▶ [TEXT SECTION]:
- - - -

An estrogen-sensitive hypothalamus-midbrain neural circuit controls thermogenesis and physical activity

Authors: YE, HUI - University Of Illinois; FENG, BING - Pennington Biomedical Research Center; WANG, CHUNMEI - Children'S Nutrition Research Center (CNRC); SAITO, KENJI - Children'S Nutrition Research Center (CNRC); YANG, YONGJIE - Children'S Nutrition Research Center (CNRC); OBRAHIMI, LUCAS - University Of Illinois; SCHAUL, SARAH - University Of Illinois; PATEL, NIRALI - University Of Illinois; SAENZ, LESLIE - University Of Illinois; LUO, PEI - University Of Illinois; LAI, PENGHUA - University Of Illinois; TORRES, VALERIA - University Of Illinois; KOTA, MAYA - University Of Illinois; DIXIT, DEVIN - University Of Illinois; CAI, XING - Children'S Nutrition Research Center (CNRC); QU, NA - Children'S Nutrition Research Center (CNRC); HYSENI, ILIRJANA - Children'S Nutrition Research Center (CNRC); YU, KAIFAN - Children'S Nutrition Research Center (CNRC); JIANG, YUWEI - University Of Illinois; TONG, QINGCHUN - University Of Texas Health Science Center; SUN, ZHENG - Baylor College Of Medicine; ARENKIEL, BENJAMIN - Children'S Nutrition Research Center (CNRC); HE, YANLIN - Pennington Biomedical Research Center; XU, PINGWEN - University Of Illinois; XU, YONG - Children'S Nutrition Research Center (CNRC)

- - - -

▶ [PROBLEM SET]:
(a) Summarize the listing on the estrogen-sensitive neural circuit in two sentences.
(b) Carry the listing on the estrogen-sensitive neural circuit forward from the end of its author list.

▶ [DATA BELOW]:
- - - -

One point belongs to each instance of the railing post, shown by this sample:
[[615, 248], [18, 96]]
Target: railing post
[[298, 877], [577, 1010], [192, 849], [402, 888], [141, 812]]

- - - -

▶ [TASK RESPONSES]:
(a) The listing gives the title of a study: an estrogen-sensitive hypothalamus-midbrain neural circuit controls thermogenesis and physical activity. It names the authors and their affiliations, which include the University of Illinois, Pennington Biomedical Research Center, Children's Nutrition Research Center (CNRC), University of Texas Health Science Center, and Baylor College of Medicine.

(b)
Submitted to: Science Advances
Publication Type: Peer Reviewed Journal
Publication Acceptance Date: 11/23/2021
Publication Date: 1/19/2022
Citation: Ye, H., Feng, B., Wang, C., Saito, K., Yang, Y., Obrahimi, L., Schaul, S., Patel, N., Saenz, L., Luo, P., Lai, P., Torres, V., Kota, M., Dixit, D., Cai, X., Qu, N., Hyseni, I., Yu, K., Jiang, Y., Tong, Q., Sun, Z., Arenkiel, B.R., He, Y., Xu, P., Xu, Y. 2022. An estrogen-sensitive hypothalamus-midbrain neural circuit controls thermogenesis and physical activity. Science Advances. 8(3). Article eabk0185. https://doi.org/10.1126/sciadv.abk0185.
DOI: https://doi.org/10.1126/sciadv.abk0185

Interpretive Summary: Estrogen can activate neurons that express Estrogen receptor–alpha (ER–alpha) to regulate energy balance, including feeding, physical activity and thermogenesis. Brown adipose tissue (BAT) produces heat, and this BAT thermogenesis is important for energy balance. We identified a subpopulation of ER–alpha neurons in the ventrolateral subdivision of the ventromedial hypothalamic nucleus (vlVMH) that project to and activate 5-hydroxytryptamine (5-HT) neurons in the dorsal raphe nucleus (DRN). Further, we showed that activation of this ER–alpha**vlVMH to 5-HTDRN circuit can increase BAT thermogenesis and physical activity, which is an important mechanism for the regulation of energy balance.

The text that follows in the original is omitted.